What the exercise asks >>
Output the lines from the one containing "rough mask: <svg" up to and including the one containing "positive clicks: (354, 310)", copying them exactly.

Extracted data >>
Segment Open
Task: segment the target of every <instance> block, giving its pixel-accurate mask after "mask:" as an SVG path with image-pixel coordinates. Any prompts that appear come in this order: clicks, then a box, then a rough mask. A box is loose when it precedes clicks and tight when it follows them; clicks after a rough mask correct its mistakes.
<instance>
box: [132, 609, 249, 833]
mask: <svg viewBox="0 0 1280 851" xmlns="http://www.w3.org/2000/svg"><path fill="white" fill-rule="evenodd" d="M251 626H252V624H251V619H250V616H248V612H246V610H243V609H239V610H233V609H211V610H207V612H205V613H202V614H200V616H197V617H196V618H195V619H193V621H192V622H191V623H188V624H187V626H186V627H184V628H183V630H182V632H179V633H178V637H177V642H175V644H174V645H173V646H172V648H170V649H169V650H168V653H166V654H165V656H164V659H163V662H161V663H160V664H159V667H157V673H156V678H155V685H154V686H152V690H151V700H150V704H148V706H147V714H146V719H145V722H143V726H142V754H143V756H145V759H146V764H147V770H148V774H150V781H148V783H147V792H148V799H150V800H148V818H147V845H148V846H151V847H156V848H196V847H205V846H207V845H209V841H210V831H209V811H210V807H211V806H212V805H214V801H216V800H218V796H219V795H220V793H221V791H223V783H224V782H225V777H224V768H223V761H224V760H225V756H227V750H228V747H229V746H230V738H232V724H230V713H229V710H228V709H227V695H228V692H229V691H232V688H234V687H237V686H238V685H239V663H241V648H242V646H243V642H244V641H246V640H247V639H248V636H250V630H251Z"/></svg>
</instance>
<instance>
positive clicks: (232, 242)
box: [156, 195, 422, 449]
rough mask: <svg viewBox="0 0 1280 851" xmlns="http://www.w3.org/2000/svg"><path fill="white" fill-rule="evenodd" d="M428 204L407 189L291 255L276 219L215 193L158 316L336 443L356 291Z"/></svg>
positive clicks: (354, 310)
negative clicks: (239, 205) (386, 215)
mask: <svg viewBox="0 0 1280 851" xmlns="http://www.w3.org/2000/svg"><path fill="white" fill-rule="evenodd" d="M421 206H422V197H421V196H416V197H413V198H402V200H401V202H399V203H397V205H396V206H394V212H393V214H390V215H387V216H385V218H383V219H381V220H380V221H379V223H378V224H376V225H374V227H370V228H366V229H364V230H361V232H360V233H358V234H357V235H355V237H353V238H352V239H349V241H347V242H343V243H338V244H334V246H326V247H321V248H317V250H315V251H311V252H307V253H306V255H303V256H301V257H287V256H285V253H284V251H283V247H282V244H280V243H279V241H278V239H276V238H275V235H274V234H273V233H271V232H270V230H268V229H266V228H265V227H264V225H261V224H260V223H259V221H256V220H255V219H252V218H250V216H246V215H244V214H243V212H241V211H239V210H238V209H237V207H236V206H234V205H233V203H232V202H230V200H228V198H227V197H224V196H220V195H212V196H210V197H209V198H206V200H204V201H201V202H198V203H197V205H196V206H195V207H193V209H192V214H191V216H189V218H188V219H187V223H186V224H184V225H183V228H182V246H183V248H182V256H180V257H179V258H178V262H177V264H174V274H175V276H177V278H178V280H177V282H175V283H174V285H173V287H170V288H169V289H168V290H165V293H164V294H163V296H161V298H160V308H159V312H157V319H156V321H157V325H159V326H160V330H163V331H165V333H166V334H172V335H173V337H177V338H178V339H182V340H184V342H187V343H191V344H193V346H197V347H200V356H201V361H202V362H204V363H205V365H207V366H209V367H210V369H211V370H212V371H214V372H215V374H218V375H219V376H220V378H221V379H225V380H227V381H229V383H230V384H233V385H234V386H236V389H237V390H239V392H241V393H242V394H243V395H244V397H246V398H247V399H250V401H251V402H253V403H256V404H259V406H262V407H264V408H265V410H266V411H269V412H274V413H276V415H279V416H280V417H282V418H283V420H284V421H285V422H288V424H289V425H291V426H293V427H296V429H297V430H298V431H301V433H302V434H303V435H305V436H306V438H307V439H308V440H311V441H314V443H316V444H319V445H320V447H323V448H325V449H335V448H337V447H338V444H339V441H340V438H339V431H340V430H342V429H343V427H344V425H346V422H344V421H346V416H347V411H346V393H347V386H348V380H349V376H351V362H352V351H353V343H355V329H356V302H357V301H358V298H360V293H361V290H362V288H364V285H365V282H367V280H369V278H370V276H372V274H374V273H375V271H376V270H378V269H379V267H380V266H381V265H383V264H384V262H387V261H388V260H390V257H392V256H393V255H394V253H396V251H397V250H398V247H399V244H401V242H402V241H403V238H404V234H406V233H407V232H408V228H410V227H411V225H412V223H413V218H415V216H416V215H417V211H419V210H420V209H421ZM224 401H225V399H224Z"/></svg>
Segment Closed
Problem solution >>
rough mask: <svg viewBox="0 0 1280 851" xmlns="http://www.w3.org/2000/svg"><path fill="white" fill-rule="evenodd" d="M428 204L407 189L291 255L276 219L215 193L158 316L336 443L356 291Z"/></svg>
positive clicks: (354, 310)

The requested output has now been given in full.